── Excerpted data ──

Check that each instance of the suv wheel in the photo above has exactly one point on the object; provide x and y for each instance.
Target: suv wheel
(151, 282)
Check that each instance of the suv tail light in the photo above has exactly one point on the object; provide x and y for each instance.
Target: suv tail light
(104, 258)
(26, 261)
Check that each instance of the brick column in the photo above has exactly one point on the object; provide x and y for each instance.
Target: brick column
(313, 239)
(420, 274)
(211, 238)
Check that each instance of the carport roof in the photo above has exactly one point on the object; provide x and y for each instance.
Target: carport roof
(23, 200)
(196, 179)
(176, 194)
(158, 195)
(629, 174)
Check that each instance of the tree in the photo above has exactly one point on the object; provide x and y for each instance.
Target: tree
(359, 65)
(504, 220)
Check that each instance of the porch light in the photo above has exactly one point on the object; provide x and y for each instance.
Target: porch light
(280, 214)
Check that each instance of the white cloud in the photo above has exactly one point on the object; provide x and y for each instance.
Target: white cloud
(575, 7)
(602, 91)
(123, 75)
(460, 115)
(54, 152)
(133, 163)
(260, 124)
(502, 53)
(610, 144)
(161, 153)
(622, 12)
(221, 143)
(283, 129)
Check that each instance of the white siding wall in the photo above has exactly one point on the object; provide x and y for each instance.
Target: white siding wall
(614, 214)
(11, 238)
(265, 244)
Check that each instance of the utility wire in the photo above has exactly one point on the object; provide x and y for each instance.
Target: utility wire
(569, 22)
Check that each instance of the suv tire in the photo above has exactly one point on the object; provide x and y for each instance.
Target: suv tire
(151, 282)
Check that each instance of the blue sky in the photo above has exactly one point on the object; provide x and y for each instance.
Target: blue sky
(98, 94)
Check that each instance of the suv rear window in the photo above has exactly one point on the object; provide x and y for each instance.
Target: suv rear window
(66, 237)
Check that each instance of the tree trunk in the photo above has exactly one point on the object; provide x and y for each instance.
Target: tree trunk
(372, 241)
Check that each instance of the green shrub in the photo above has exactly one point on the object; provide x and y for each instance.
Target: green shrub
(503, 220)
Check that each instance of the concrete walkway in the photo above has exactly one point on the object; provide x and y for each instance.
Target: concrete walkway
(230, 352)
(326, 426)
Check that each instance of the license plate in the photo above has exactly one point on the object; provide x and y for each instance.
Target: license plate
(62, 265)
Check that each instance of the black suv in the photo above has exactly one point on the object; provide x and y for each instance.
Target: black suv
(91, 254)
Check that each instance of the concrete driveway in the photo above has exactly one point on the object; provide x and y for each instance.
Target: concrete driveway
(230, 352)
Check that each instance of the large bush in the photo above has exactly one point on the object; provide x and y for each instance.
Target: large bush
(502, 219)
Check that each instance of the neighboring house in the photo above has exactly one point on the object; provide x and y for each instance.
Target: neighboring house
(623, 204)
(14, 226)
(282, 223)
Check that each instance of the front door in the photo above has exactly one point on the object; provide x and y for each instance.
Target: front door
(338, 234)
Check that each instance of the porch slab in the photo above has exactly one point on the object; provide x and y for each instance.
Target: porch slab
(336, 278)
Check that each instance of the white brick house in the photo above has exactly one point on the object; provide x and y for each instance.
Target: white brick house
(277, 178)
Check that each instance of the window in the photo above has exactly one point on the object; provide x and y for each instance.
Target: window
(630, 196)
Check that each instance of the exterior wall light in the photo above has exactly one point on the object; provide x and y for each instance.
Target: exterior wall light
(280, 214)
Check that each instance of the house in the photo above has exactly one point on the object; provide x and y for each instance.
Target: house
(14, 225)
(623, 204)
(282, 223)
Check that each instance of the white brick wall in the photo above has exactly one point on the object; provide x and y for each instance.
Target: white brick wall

───
── Excerpted data ──

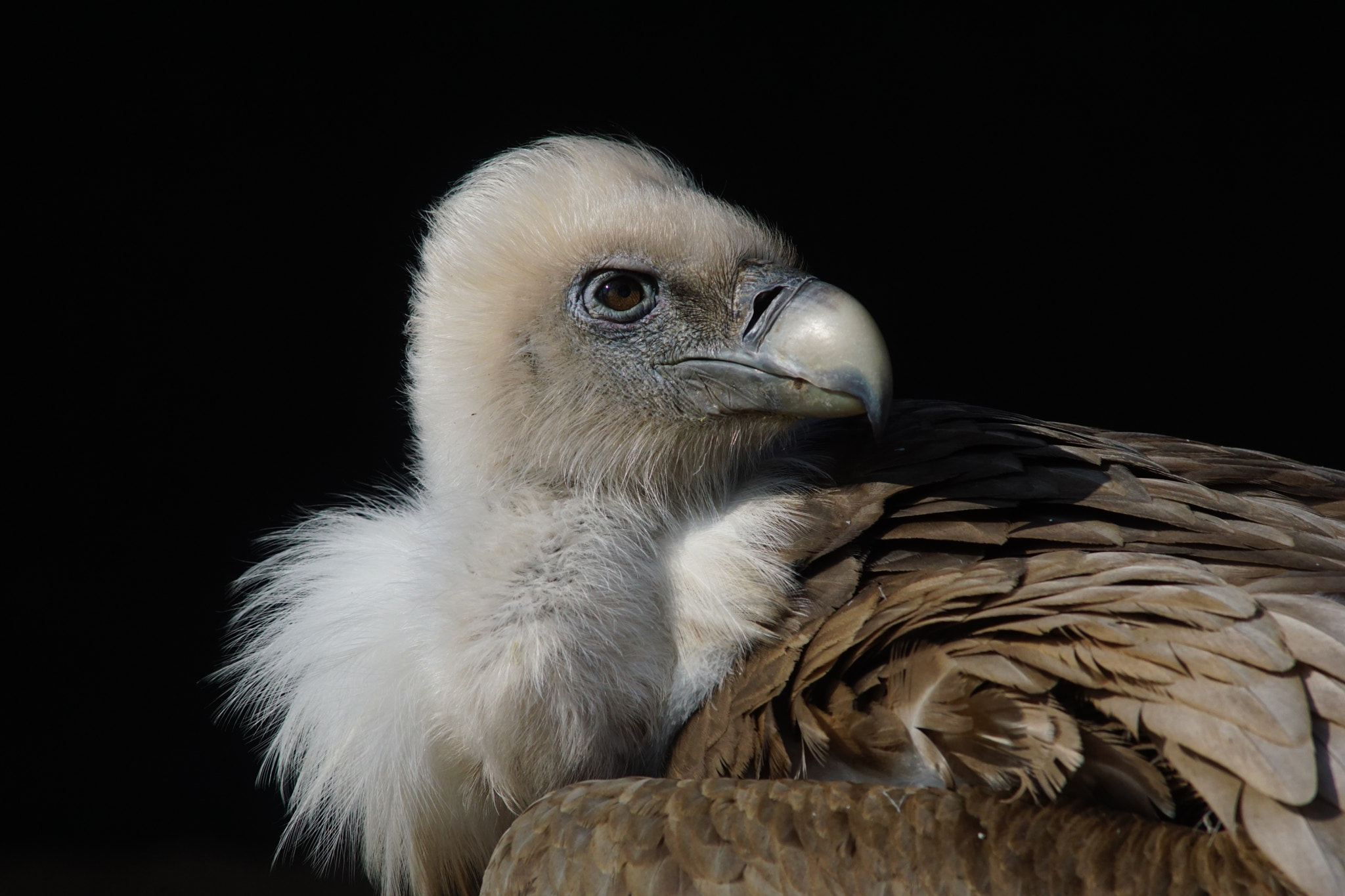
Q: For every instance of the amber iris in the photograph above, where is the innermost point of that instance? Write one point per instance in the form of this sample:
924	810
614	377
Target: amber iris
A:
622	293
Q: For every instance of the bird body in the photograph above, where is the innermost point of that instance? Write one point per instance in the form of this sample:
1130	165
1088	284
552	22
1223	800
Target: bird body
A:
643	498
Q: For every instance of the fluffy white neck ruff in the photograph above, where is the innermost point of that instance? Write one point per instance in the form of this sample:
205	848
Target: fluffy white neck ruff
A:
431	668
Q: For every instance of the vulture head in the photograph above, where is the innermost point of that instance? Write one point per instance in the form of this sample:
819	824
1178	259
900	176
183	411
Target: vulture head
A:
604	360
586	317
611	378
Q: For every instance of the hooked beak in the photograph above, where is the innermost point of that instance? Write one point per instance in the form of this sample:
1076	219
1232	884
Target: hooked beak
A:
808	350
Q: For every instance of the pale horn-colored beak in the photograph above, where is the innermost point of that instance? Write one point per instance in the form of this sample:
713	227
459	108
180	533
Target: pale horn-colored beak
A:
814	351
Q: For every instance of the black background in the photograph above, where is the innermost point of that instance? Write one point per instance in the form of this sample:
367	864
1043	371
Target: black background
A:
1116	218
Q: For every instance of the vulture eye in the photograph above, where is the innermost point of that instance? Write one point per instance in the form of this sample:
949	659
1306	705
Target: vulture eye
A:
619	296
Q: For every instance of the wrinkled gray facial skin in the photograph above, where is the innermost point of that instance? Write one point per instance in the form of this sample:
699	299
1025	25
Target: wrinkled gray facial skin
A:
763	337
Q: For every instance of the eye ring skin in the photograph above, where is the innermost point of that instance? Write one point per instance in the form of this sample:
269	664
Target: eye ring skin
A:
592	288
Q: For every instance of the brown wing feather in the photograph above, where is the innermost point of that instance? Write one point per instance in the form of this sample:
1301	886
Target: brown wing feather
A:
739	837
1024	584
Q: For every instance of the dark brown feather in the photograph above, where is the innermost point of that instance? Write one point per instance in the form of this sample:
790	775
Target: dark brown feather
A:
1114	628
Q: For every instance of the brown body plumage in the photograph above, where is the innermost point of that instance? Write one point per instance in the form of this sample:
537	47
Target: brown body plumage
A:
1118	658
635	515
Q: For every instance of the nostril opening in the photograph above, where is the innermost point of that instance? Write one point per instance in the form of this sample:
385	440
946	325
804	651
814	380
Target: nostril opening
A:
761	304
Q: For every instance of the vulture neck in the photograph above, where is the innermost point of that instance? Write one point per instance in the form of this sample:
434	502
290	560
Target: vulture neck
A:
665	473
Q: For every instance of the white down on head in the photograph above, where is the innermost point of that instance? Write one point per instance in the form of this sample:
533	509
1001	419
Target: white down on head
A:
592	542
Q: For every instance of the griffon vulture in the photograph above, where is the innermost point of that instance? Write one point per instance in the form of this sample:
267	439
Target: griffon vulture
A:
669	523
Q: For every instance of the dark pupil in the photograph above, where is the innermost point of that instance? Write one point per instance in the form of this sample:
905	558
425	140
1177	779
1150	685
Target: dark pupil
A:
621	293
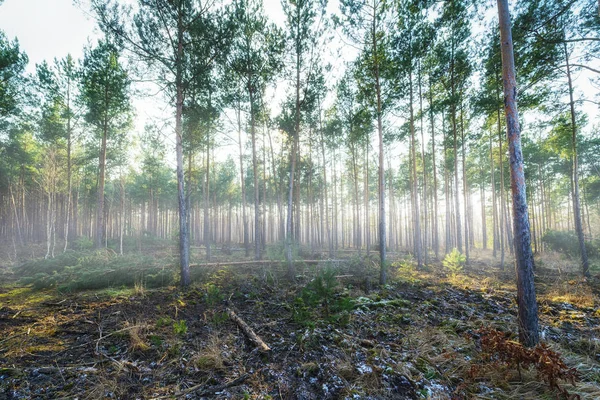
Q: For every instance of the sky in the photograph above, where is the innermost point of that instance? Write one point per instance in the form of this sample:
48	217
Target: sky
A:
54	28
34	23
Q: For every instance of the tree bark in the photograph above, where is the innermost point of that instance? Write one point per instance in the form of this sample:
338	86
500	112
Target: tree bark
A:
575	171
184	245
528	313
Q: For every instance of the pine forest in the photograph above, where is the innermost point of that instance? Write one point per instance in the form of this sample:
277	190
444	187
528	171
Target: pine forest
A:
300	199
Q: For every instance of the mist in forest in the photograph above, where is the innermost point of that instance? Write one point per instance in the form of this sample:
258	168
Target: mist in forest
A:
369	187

───

◆ **The exercise**:
Count the lines above that contain the string "iris", matching case exactly, and give only the number.

◆ **Final answer**:
2